What is expected: Please repeat the listing below word for word, from its first line through the line with "733,435 -> 1014,508", and leave the pictures out of your answer.

--- START ---

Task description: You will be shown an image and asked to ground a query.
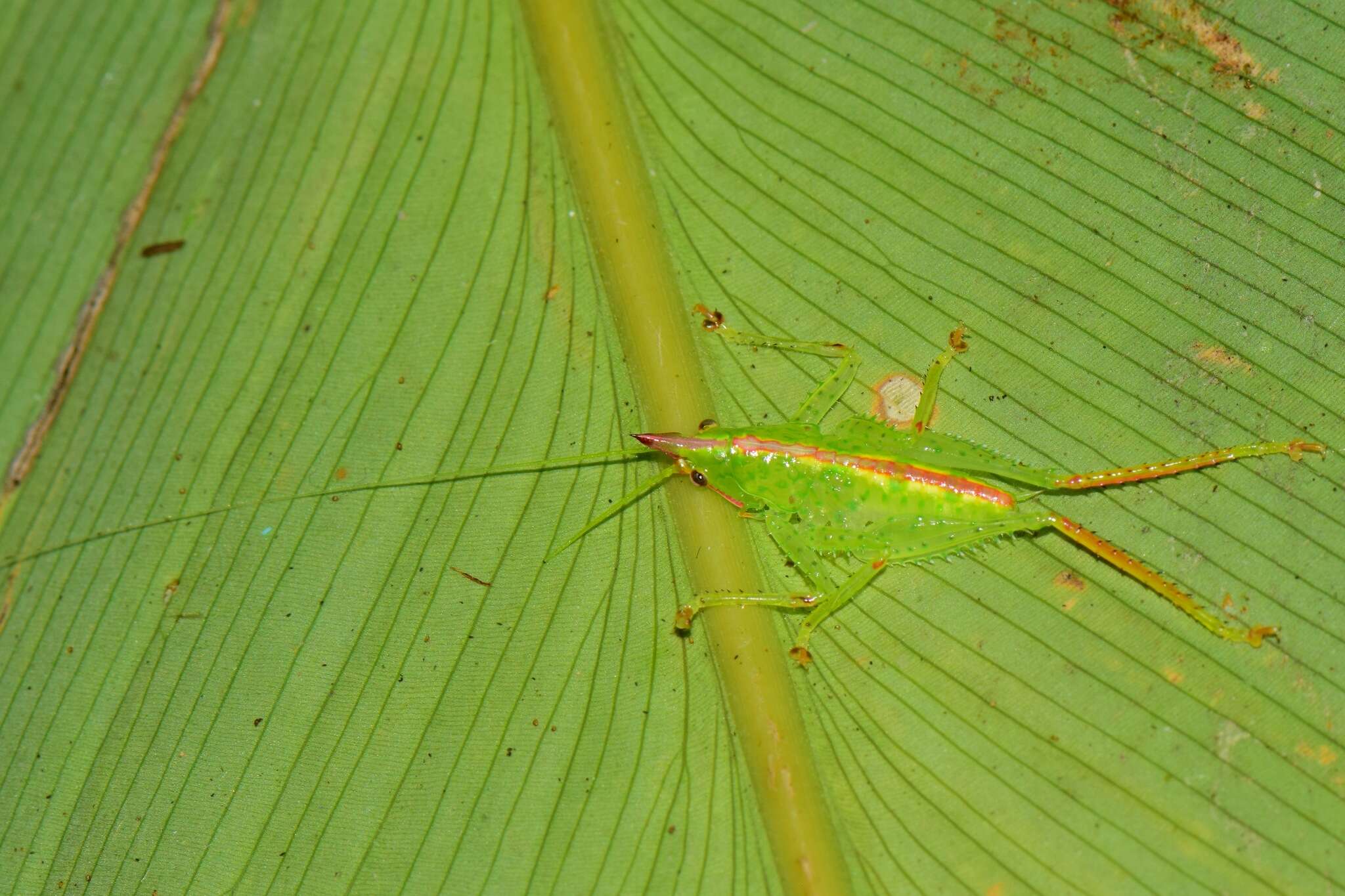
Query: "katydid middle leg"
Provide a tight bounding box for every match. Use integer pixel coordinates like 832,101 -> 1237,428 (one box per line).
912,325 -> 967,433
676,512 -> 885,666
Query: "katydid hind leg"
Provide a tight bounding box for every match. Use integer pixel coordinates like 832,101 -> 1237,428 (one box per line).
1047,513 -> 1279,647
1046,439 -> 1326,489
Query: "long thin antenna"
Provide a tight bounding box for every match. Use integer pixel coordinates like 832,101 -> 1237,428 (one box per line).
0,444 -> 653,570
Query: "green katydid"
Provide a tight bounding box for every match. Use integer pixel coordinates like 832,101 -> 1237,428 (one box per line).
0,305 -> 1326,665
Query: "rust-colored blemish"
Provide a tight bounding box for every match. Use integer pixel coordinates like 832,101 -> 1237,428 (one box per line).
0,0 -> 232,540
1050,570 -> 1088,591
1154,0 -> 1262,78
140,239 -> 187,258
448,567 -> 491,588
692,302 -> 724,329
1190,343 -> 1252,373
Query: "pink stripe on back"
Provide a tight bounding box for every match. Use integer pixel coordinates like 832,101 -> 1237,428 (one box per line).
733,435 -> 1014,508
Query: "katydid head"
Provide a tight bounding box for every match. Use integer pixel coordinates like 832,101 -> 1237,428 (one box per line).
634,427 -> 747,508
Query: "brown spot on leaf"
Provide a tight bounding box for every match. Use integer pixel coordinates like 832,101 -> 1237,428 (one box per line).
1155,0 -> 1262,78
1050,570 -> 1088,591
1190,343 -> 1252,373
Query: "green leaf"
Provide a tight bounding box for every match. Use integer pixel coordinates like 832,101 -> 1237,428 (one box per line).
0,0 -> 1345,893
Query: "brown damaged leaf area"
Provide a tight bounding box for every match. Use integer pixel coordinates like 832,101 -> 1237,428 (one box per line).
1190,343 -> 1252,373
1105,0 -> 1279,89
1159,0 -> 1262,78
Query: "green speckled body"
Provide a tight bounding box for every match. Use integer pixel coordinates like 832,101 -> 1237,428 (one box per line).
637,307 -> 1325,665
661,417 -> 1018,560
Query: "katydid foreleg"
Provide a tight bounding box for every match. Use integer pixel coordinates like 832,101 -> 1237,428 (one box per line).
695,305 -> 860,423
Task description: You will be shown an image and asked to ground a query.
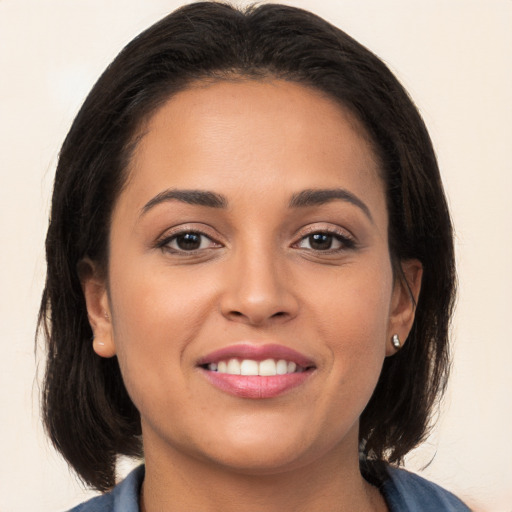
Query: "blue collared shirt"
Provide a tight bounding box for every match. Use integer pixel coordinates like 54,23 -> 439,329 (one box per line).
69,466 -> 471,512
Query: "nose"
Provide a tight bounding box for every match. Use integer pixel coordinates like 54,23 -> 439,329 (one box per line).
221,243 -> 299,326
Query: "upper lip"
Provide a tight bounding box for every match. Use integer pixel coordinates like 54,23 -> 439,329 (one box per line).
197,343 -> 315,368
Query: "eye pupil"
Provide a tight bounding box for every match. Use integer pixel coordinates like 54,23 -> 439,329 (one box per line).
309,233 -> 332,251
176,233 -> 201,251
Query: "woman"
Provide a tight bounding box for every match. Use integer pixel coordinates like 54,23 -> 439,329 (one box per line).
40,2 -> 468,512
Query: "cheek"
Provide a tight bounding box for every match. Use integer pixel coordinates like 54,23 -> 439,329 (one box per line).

--- END ---

Reply to the task:
Task description: You will be shown an image and asked to ground a query.
Query: "katydid middle leg"
Provide a tight bounding box for every match. Use integer pixel coordinates like 832,101 -> 1237,428 (one box per line).
912,325 -> 967,433
676,512 -> 885,666
Query: "katydid hind leg"
Provide a tight bounding box for every match. Use integer pixel coordinates like 832,101 -> 1237,428 (one box per line).
1047,513 -> 1279,647
1046,439 -> 1326,489
Query: "long thin antenna"
Provide a tight bounding box for every match. Use integer pixel coordinates like 832,101 -> 1237,428 (one box per line).
0,444 -> 653,570
Query: "green katydid"
Provide a tight bounding box for every match. Use integer pixel coordinates like 832,101 -> 1237,428 (one box per line).
0,305 -> 1326,665
Query: "rust-colored blemish"
Provide a tight bounding box for every match. Use integer pixel coordinates like 832,101 -> 1237,428 (one box per line).
0,0 -> 232,540
1050,570 -> 1088,591
1154,0 -> 1262,78
140,239 -> 187,258
448,567 -> 491,588
692,302 -> 724,329
1190,343 -> 1252,373
Query: "pink stripe on back"
Provide a tight bounding box for every match. Use integer pixel coordinates like 832,101 -> 1237,428 (one box per line).
733,435 -> 1014,508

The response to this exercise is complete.